:: Task inputs ::

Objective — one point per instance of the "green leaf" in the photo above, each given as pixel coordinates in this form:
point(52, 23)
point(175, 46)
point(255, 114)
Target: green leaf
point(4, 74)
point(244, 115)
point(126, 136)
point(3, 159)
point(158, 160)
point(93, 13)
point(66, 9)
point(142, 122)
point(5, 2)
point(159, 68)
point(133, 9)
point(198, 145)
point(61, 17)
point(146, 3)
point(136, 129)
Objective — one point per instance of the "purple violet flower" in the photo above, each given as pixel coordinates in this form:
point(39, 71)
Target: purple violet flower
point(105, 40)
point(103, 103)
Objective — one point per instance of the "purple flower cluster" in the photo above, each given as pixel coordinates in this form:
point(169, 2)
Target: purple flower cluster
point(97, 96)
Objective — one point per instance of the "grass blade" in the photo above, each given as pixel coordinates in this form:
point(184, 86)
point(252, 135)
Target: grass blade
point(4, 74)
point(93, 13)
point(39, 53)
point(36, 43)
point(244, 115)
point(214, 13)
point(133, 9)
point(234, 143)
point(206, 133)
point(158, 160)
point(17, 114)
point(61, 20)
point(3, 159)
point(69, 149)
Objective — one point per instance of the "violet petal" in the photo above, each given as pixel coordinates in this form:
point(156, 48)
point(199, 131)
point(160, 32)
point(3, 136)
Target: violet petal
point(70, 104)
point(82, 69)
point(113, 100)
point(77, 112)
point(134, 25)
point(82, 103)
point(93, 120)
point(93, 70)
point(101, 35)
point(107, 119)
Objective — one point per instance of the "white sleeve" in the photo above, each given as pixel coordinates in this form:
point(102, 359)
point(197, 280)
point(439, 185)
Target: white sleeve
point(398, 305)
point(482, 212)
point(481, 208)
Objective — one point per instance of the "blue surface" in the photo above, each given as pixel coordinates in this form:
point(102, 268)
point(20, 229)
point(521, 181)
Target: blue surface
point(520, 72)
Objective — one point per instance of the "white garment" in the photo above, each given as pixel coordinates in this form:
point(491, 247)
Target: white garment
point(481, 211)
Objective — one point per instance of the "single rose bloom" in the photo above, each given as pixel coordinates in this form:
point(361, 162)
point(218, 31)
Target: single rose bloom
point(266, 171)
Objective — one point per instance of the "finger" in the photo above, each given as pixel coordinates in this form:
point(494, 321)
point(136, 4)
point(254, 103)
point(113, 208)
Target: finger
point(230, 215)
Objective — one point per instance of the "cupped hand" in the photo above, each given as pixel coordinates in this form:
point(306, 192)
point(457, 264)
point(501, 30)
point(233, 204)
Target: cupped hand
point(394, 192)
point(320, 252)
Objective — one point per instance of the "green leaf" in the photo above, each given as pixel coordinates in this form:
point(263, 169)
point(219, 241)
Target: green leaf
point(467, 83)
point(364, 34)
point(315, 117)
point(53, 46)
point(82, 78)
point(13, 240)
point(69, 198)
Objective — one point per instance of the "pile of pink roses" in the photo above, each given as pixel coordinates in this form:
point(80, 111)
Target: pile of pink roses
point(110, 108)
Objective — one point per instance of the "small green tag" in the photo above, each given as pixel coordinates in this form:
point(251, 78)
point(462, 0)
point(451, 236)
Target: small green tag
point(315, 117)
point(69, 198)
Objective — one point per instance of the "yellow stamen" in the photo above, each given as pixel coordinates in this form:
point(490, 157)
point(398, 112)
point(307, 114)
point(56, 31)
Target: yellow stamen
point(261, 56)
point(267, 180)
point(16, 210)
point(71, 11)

:::

■ **Task to carry out**: Line by line, restate the data exactly.

■ **Exercise solution**:
Objective — one point per instance of the "green leaf" in the photo above, each given as pixel coordinates in this form:
point(52, 23)
point(175, 46)
point(255, 114)
Target: green leaf
point(4, 74)
point(244, 115)
point(126, 136)
point(3, 159)
point(158, 160)
point(93, 13)
point(66, 9)
point(142, 122)
point(5, 2)
point(159, 68)
point(133, 9)
point(198, 145)
point(61, 17)
point(146, 3)
point(136, 129)
Objective — one point per instance of the "purple violet flower" in the photo above, each given as pixel coordinates in this form:
point(39, 71)
Target: purple violet flower
point(105, 40)
point(103, 103)
Objective — one point per instance of the "purple flower cluster" in the photo above, each given as pixel coordinates in this form:
point(169, 2)
Target: purple flower cluster
point(97, 96)
Objective — one point per instance of the "grass blade" in the photo above, each given as pixel coordinates in this form:
point(184, 86)
point(252, 135)
Target: grass blade
point(4, 74)
point(93, 13)
point(39, 53)
point(36, 43)
point(244, 115)
point(214, 13)
point(133, 9)
point(234, 143)
point(206, 133)
point(158, 160)
point(17, 114)
point(61, 20)
point(3, 159)
point(69, 149)
Objective — one point per instance of the "violet petal" in the photo above, each given as pixel coordinates in this form:
point(156, 48)
point(199, 131)
point(160, 32)
point(3, 136)
Target: violet petal
point(70, 104)
point(82, 69)
point(113, 100)
point(77, 112)
point(134, 25)
point(82, 103)
point(93, 120)
point(93, 70)
point(101, 35)
point(107, 119)
Objective — one point per instance of the "white sleeve" in the photo above, each given as pixel coordinates in this form:
point(102, 359)
point(197, 280)
point(439, 185)
Target: white sleeve
point(398, 305)
point(482, 212)
point(481, 208)
Objective — one point per instance of the "blue surface" in the photo above, each given as pixel coordinates in this form:
point(102, 268)
point(20, 229)
point(521, 181)
Target: blue surface
point(520, 72)
Objective — one point per instance of the "white garment" in the photo above, each given as pixel coordinates in this form:
point(491, 247)
Target: white garment
point(481, 211)
Objective — one point per instance of the "single rose bloom" in the photo above, each given as pixel coordinates in this form:
point(361, 162)
point(218, 31)
Target: single rose bloom
point(266, 171)
Objective — one point per instance of the "finger" in the photo above, each given as pixel coordinates in this form:
point(494, 321)
point(136, 4)
point(254, 103)
point(113, 208)
Target: finger
point(230, 215)
Objective — one point per instance of the "cupped hand" in the photo above, each given as pixel coordinates in this form:
point(306, 192)
point(457, 264)
point(501, 30)
point(233, 204)
Target: cupped hand
point(394, 192)
point(320, 252)
Objective — one point per instance of the "green leaf" in the photo above, each given as pixel coordinates in this form:
point(263, 169)
point(219, 241)
Target: green leaf
point(467, 83)
point(364, 34)
point(315, 117)
point(53, 46)
point(82, 78)
point(13, 240)
point(69, 198)
Objective — one point per instance of the "pile of pink roses" in the photo above, each given as pixel coordinates in this form:
point(80, 111)
Target: pile of pink roses
point(110, 108)
Objective — one point per instance of the "small green tag" in the photo above, each given as pixel coordinates in this form:
point(251, 78)
point(462, 0)
point(451, 236)
Target: small green tag
point(315, 117)
point(69, 198)
Objective — one point per instance of the "yellow stamen" in the photo above, each given as pixel coordinates in this form:
point(490, 157)
point(398, 112)
point(307, 114)
point(56, 31)
Target: yellow stamen
point(261, 56)
point(267, 180)
point(16, 210)
point(71, 11)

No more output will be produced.